- Travail à faire
a. Recopiez à l'identique le passage du texte « Dons de la nuit » qui va de « Mme VJ qui pratique » à « mes paupières closes. ».
b. Relevez tous les verbes conjugués à l'imparfait dans le texte « Dons de la nuit ».
c. Rédigez la suite du texte « Dons de la nuit » à partir de sa dernière phrase.

- Texte cité
──────────────────────────────

09 janvier 2014

Dons de la nuit

Guy Cohen

Journées pénibles de reprise et nuits fastueuses, en ce moment.

Mme VJ qui pratique assidûment les arts martiaux chinois depuis un quart de siècle a rêvé qu'elle faisait une marche de Qi Gong dans un champ, et que les plantes ployaient sous l'énergie, et prenaient la forme de cette danse multidirectionnelle, comme elles le font dans un agroglyphe.

Et moi, cette nuit, avant de dormir, une foule nombreuse est montée silencieusement à l'assaut, sous mes paupières closes.

Des centaines, des milliers, une file ininterrompue de formes un peu vagues, mais humaines, certaines avec des capuches, des morts, peut-être, qui défilaient devant moi en me jetant un regard vide, vaguement curieux.C'est, ai-je pensé - comme s'ils me présentaient leurs condoléances, alors qu'ils paraissent être les morts rappelés un instant de l'oubli. Puis je me suis endormi.

──────────────────────────────

- Enregistrements conservés
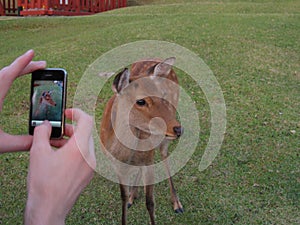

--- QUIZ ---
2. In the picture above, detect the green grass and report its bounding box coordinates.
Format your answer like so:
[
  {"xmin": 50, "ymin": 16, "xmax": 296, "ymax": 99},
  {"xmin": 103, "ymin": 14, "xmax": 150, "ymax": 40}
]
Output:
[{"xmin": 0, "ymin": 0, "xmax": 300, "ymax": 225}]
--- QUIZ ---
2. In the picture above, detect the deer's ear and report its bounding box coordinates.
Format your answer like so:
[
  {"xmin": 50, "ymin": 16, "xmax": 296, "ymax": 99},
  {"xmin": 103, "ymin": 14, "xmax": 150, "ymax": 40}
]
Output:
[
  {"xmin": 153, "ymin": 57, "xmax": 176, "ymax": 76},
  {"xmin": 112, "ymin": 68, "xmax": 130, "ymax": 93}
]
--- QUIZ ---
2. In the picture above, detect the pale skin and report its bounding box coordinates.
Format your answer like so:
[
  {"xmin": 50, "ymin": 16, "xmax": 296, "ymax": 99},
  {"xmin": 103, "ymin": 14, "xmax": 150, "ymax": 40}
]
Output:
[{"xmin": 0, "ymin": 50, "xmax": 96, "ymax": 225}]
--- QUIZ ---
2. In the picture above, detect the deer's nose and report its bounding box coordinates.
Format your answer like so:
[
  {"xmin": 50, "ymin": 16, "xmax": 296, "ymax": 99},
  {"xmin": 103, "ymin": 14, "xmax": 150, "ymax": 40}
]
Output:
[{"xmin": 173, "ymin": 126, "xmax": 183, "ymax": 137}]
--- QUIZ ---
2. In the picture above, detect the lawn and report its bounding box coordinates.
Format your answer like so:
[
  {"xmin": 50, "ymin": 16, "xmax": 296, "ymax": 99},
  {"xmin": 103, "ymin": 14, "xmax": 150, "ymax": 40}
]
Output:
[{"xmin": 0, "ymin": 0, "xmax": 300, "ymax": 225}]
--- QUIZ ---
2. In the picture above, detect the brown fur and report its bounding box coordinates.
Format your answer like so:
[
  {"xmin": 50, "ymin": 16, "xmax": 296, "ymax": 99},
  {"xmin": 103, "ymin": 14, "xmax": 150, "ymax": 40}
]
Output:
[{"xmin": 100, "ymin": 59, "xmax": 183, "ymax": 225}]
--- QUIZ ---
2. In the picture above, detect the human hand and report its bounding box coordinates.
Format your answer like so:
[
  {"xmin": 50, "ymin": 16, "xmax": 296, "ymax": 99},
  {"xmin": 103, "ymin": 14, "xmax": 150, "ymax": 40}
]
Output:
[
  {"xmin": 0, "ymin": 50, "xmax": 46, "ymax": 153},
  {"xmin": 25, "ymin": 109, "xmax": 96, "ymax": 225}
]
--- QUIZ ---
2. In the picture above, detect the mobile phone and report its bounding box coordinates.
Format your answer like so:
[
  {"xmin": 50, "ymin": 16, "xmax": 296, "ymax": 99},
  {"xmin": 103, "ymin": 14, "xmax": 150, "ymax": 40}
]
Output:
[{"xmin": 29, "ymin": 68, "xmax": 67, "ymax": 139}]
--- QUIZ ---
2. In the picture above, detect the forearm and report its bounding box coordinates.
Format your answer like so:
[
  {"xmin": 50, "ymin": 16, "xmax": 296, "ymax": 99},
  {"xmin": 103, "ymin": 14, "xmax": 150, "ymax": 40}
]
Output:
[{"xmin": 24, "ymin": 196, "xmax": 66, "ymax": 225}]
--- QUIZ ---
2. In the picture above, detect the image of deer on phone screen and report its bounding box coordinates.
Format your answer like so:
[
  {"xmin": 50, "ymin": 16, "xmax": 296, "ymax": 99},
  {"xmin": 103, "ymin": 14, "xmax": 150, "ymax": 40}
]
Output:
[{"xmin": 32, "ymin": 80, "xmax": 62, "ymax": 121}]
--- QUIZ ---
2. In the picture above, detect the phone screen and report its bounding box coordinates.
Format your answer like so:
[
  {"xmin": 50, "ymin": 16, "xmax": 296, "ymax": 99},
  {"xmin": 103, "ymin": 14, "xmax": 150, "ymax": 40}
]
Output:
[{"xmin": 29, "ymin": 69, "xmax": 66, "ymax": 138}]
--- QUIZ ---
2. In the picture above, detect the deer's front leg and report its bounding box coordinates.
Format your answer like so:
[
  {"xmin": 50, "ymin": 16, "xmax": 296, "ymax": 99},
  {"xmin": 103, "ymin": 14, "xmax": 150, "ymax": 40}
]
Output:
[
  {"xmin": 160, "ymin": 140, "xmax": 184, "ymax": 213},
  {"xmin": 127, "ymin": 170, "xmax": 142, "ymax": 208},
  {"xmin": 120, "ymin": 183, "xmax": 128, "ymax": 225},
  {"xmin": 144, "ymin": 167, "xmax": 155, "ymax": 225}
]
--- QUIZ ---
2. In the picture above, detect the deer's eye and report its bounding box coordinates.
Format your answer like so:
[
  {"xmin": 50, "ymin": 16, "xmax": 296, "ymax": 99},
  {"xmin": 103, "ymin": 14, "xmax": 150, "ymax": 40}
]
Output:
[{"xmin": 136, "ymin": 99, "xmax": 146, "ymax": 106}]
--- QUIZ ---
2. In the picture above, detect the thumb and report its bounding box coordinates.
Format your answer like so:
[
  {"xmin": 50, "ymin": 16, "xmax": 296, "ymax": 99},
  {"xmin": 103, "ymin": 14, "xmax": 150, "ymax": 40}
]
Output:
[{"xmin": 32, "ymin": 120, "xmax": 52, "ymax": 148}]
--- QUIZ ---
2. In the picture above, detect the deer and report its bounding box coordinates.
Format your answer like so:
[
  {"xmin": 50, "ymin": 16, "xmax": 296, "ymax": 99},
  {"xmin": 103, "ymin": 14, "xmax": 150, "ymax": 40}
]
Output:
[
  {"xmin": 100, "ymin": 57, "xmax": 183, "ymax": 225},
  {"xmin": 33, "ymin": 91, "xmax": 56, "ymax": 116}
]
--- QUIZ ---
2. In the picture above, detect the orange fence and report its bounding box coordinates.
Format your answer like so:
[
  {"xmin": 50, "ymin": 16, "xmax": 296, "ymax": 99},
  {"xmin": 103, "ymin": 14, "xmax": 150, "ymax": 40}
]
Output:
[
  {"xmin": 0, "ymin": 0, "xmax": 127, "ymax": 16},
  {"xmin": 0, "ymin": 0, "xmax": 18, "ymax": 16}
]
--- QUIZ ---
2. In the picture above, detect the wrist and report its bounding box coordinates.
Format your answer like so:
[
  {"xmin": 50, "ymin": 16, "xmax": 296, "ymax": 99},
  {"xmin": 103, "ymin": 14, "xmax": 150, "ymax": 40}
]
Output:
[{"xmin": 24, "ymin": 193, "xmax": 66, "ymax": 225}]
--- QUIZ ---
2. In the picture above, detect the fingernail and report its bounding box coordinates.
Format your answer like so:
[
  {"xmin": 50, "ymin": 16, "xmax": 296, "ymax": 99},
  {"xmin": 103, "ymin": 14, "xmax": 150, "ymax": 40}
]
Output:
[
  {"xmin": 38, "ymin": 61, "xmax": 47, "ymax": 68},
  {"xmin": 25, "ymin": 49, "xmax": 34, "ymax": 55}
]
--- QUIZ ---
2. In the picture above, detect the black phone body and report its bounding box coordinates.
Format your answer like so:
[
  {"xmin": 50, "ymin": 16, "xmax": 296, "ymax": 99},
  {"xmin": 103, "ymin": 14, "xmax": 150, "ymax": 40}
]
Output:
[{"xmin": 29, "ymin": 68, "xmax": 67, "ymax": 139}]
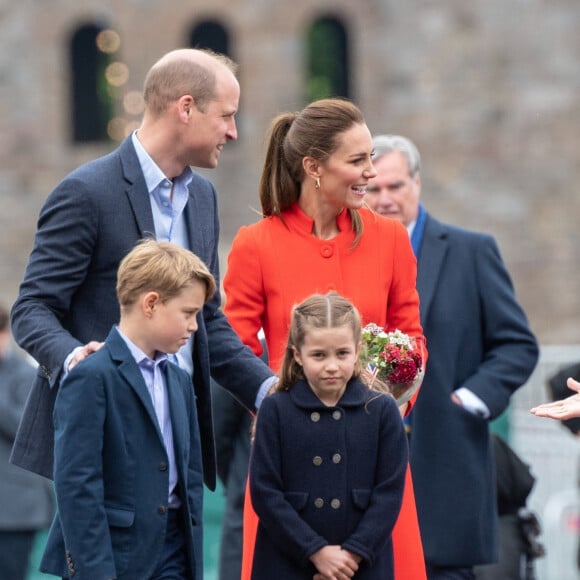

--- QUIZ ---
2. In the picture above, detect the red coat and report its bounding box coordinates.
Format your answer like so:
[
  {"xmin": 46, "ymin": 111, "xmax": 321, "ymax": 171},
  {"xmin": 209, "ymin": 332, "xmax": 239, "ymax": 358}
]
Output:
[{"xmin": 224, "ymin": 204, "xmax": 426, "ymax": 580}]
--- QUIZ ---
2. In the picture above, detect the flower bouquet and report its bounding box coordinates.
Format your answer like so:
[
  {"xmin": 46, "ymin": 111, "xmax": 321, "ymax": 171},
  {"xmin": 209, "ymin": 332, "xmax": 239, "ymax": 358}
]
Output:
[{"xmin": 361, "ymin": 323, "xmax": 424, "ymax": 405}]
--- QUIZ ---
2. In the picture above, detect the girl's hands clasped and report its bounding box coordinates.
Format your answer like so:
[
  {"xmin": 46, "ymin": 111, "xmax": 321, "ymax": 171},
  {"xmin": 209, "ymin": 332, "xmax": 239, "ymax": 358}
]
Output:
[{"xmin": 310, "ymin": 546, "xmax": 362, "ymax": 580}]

──────────────────────────────

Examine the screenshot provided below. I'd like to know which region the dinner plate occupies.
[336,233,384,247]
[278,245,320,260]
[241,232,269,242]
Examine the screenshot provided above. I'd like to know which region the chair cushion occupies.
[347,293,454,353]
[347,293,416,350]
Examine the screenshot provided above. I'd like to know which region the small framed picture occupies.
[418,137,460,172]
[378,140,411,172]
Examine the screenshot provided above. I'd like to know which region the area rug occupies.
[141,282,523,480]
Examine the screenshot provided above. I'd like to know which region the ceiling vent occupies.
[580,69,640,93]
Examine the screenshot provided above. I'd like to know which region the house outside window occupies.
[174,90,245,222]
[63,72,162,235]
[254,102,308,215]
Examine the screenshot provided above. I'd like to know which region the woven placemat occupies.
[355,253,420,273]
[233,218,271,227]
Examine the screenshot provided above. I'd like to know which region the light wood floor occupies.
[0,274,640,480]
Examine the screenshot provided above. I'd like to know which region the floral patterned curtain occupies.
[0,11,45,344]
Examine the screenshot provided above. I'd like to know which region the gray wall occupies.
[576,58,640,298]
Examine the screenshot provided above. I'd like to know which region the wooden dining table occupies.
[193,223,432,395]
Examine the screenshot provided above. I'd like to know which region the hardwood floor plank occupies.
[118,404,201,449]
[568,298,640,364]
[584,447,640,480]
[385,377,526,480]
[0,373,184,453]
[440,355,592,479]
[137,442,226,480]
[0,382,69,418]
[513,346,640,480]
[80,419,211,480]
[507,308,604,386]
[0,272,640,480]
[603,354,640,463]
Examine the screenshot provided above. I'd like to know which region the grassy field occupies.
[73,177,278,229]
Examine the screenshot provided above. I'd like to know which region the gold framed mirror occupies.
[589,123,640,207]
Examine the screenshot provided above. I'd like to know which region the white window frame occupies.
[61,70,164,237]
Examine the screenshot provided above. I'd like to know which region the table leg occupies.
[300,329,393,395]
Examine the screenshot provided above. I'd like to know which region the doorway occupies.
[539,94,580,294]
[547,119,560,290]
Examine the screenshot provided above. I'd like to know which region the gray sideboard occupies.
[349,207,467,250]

──────────────────────────────

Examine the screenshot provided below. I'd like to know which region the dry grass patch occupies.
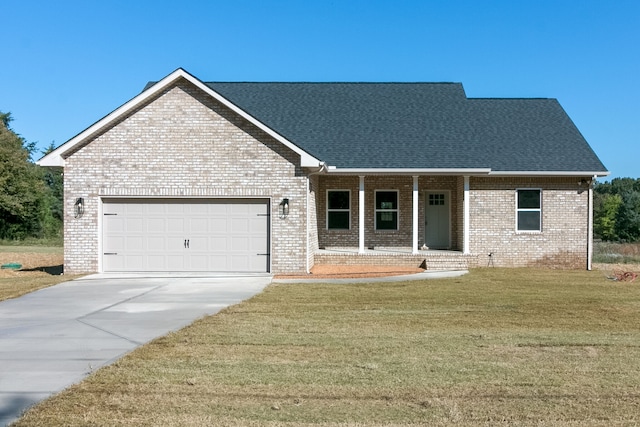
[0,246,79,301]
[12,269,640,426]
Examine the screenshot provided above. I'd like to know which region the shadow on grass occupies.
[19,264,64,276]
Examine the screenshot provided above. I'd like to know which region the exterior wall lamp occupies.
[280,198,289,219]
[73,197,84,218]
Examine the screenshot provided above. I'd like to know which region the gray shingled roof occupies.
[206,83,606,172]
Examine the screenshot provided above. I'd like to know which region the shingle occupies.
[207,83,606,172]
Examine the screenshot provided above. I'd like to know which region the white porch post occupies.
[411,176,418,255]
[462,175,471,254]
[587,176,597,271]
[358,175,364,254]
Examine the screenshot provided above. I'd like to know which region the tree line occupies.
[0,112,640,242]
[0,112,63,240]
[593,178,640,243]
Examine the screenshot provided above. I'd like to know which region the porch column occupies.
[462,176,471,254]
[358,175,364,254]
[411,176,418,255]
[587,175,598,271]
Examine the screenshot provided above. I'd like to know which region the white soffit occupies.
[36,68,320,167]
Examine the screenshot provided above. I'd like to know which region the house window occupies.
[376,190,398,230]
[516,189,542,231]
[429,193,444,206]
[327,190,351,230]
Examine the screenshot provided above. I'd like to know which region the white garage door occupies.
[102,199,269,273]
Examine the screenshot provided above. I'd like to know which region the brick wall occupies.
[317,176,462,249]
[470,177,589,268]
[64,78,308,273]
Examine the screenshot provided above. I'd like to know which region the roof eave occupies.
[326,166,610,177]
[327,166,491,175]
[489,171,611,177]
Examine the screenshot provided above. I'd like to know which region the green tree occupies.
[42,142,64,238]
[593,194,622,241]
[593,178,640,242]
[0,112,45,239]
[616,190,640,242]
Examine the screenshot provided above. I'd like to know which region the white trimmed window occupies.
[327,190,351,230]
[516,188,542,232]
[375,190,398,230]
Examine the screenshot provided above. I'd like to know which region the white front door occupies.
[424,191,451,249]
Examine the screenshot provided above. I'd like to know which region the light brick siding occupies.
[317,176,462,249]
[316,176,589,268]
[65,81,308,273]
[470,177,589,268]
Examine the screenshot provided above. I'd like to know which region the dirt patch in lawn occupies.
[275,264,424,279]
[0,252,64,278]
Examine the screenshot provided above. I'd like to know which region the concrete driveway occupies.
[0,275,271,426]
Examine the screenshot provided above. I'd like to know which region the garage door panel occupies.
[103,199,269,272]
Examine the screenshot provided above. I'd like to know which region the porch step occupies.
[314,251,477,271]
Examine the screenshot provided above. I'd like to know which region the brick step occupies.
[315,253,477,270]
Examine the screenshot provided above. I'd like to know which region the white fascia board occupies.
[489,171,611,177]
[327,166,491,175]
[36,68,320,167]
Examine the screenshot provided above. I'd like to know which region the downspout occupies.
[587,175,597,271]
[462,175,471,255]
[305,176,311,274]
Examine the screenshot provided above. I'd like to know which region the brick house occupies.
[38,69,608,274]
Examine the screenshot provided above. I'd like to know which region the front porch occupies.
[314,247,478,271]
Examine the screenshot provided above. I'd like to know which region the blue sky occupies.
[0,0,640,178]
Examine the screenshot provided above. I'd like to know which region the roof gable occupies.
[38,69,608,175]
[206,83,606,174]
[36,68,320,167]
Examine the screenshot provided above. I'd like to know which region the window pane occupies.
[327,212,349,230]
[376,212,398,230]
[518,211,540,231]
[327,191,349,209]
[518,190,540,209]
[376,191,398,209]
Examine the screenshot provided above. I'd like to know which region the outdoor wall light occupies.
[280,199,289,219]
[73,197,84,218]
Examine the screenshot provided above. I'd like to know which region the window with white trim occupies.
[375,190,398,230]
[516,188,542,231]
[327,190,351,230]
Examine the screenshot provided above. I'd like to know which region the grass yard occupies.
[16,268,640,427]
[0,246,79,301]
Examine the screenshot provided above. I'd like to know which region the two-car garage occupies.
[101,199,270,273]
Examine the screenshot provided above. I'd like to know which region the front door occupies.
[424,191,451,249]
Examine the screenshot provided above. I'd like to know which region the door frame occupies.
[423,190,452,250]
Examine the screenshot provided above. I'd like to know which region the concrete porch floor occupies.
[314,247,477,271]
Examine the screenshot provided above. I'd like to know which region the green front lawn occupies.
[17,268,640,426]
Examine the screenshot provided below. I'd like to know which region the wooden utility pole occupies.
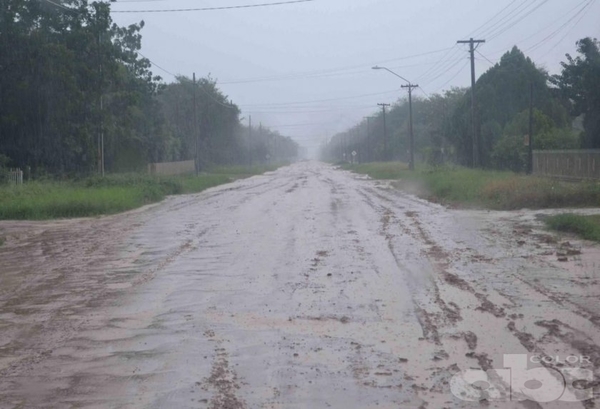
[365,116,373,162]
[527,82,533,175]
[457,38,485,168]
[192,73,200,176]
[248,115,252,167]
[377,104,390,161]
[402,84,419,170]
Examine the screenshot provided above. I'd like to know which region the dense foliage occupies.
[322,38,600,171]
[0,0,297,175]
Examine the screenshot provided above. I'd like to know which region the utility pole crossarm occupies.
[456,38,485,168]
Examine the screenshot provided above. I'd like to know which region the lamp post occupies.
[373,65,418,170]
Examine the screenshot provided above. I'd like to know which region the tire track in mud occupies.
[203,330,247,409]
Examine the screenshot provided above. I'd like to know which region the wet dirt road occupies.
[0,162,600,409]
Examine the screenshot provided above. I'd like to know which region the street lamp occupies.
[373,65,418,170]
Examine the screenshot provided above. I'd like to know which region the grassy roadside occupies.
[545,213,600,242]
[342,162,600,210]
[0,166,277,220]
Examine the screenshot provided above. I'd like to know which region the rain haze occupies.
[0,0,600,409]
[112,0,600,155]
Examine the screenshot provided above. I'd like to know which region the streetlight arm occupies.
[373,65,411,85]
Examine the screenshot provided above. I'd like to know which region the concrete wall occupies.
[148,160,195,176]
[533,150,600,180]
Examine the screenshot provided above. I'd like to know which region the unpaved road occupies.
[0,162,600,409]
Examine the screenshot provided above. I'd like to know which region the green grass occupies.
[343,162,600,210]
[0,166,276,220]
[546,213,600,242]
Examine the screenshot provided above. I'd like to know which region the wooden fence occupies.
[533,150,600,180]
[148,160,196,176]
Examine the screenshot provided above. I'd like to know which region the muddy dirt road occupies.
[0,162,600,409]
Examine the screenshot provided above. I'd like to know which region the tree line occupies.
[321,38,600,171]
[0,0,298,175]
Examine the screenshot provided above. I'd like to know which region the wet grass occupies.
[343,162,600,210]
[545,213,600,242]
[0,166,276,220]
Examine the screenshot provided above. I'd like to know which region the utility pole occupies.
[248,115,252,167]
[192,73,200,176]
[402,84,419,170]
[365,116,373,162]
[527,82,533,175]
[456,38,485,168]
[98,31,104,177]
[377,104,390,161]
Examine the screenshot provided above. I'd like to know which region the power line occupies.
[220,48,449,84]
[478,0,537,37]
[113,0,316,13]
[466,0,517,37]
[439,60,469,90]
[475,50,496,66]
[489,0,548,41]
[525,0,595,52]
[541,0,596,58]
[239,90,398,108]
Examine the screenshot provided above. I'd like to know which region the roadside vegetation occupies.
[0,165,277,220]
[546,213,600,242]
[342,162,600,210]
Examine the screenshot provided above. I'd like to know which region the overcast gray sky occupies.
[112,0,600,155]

──────────────────────────────

- Réponses
a.
Mme VJ qui pratique assidûment les arts martiaux chinois depuis un quart de siècle a rêvé qu'elle faisait une marche de Qi Gong dans un champ, et que les plantes ployaient sous l'énergie, et prenaient la forme de cette danse multidirectionnelle, comme elles le font dans un agroglyphe.

Et moi, cette nuit, avant de dormir, une foule nombreuse est montée silencieusement à l'assaut, sous mes paupières closes.

b. faisait, ployaient, prenaient, défilaient, présentaient

c.
A l'instant de l'éveil, cet enseignement : l'existence humaine est comme si on plongeait un cylindre tournant sur lui-même dans un liquide. En fonction du niveau où il s'enfonce, il recevra une marque, un dessin particulier sur son pourtour. Ça, c'est une pauvre, très pauvre tentative de représentation du contenu. J'en essaie deux autres, qui me sont venues après : comme un graphique, entre abscisse et coordonnée. Comme un crucifié dessinerait avec son corps en mouvement, entre affaissement et sursaut.

Les trois peut-être à relier pour rendre compte de l'idée générale : chaque existence est unique, comme un rouleau, une bobine de pellicule (ça ne se fait plus, je sais), un enregistrement.

L'homme serait un axe vierge plongé dans l'existence, axe sur lequel les réactions, la révolte, l'abandon, la distance, l'élévation, l'abaissement, formeraient une empreinte en creux, plus ou moins prononcée selon l'impact de la houle et la profondeur des affects.

Peut-être pour les mélomanes ou les esthètes d'un autre monde ?

Pas le choix, ça vient juste après.

L'envers de la médaille, ou un complément d'information ?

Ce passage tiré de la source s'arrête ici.